**WORK REQUIRED:**
Pick up the notes on aggregating transit agency fare and cost metrics across modes, and continue them past their final sentence.
══ SOURCE ══
The normalized columns are the ones adjusted by population or volume. 
* Instead of total fare revenues, it's the fare revenues per unlinked trip.
* Instead of total cost, it's cost per passenger or cost per hour.

Deal with duplicates. 

For an agency with multiple modes, aggregate it across modes and get the sum for the service metrics.

Ex: sum up the total fare revenues for an agency with rail, bus, and ferry modes. sum across the modes.

Does it make sense to sum up the normalized metrics?

For an agency with 3 modes (rail, bus, ferry) it make sense to sum up `fares_per_passenger` across those 3 modes? Why or why not?

If bus passengers make up 80% of the agency's passengers (rail 15%, ferry 5%), how do we make sure the normalized metric accounts for this? Bus fares are significantly lower than rail and ferry fares, in this scenario. How do we make sure that `fares_per_passenger` metric reflects this mix?

What is the correct way to calculate `fares_per_passenger` across modes for the same operator?

Show the correct way. Drop the existing normalized metrics and calculate it across modes for the agency. The resulting dataframe should be 1 row for each agency, with the service metrics aggregated to that agency across modes, as well as normalized metrics(per passenger or per passenger trip) across modes.
═══
══ COLLECTED MATERIAL ══
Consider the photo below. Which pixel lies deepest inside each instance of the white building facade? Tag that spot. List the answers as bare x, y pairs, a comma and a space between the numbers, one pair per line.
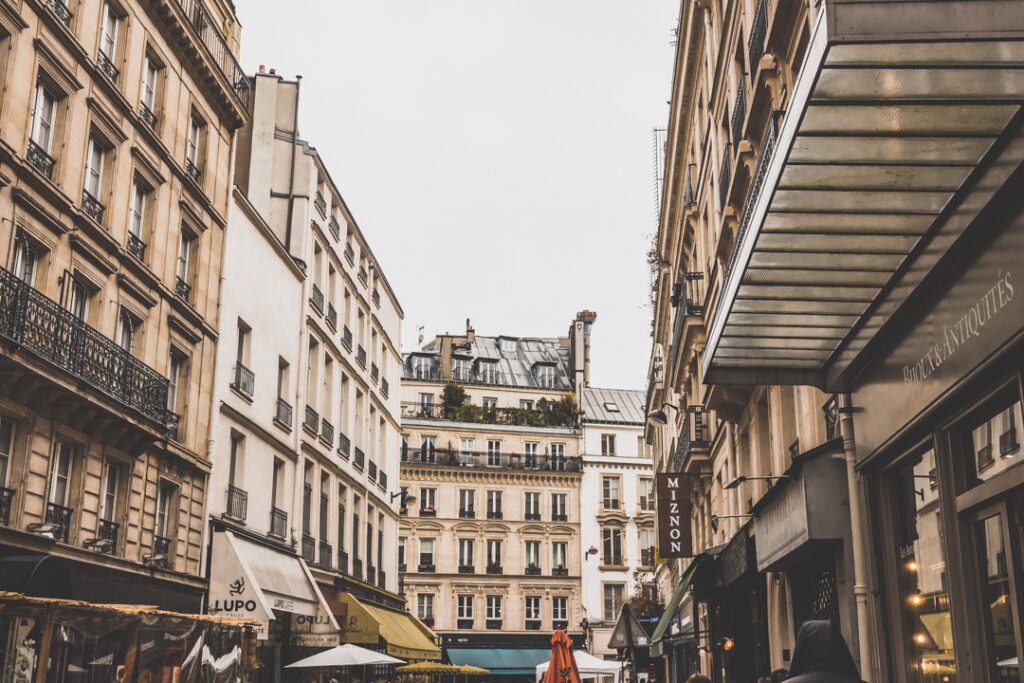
616, 509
═══
**RESULT OF THIS EXERCISE:**
Make a bar chart for one service metric for 5 agencies (show both normalized and not normalized).

Ex: if you choose fare revenues, make a bar chart for total fare revenues and fare revenues per passenger trip. The 5 agencies should appear together on a single bar chart.


### Helpful Hints for Functions
* Opportunities are from components that are generalizable in making a chart
* Maybe these components need the same lines of code to clean them
* You can always further define variables within a function
* You can always use f-strings within functions to make slight modifications to the parameters you pass

In [None]:
# Sample function
import altair as alt

def make_bar_chart(df, x_col, y_col):
    x_title = f"{x_col.title()}"
    
    chart = (alt.Chart(df)
             .mark_bar()
             .encode(
                 x=alt.X(x_col, title=x_title),
                 y=alt.Y(y_col, title=""),
             )
            )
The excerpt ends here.